Problem >> Present every line of the records below as a numbered list, skipping blank lines and leaving out the pictures.

Records taken from a collection >>
-*-

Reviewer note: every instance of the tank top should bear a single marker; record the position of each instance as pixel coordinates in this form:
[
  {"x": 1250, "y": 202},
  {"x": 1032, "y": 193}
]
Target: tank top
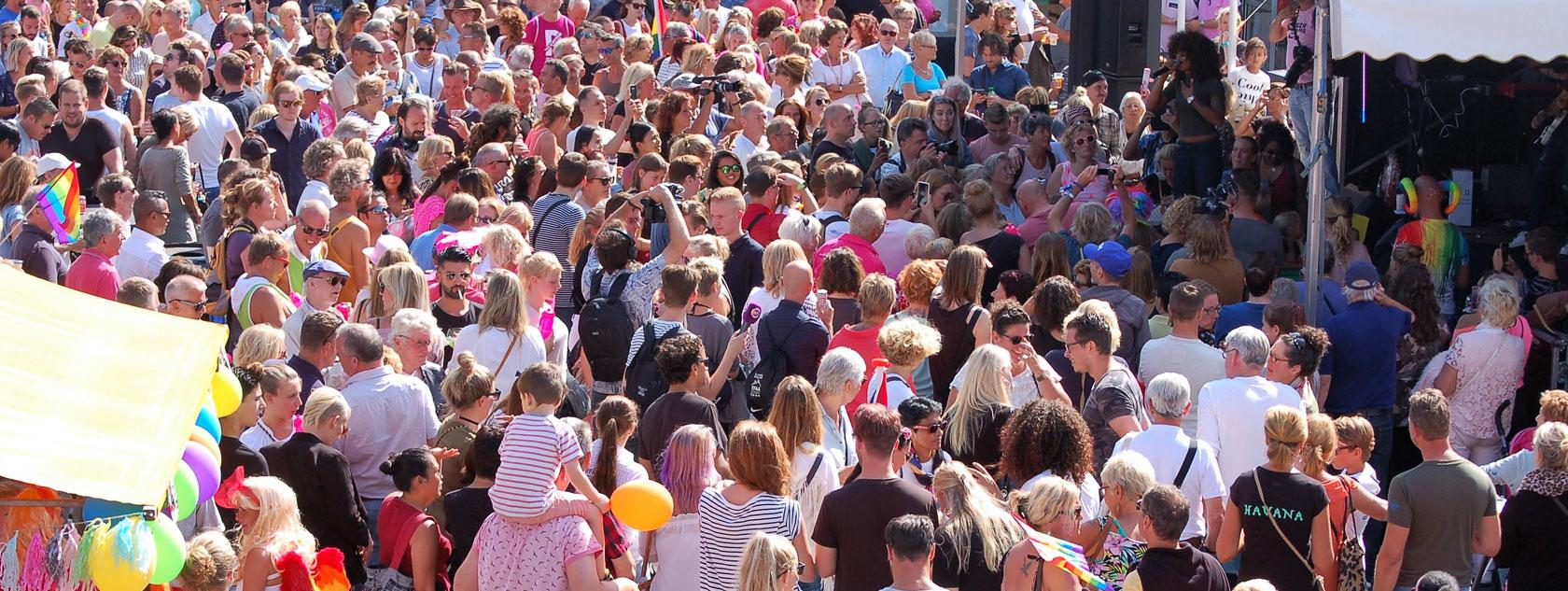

-*-

Solved exercise >>
1. Reviewer note: every instance of the tank top should bear a single marker; record the position of each instance as pixel coordinates in this form:
2. [
3.   {"x": 1250, "y": 202},
4.   {"x": 1032, "y": 193}
5. ]
6. Target: tank top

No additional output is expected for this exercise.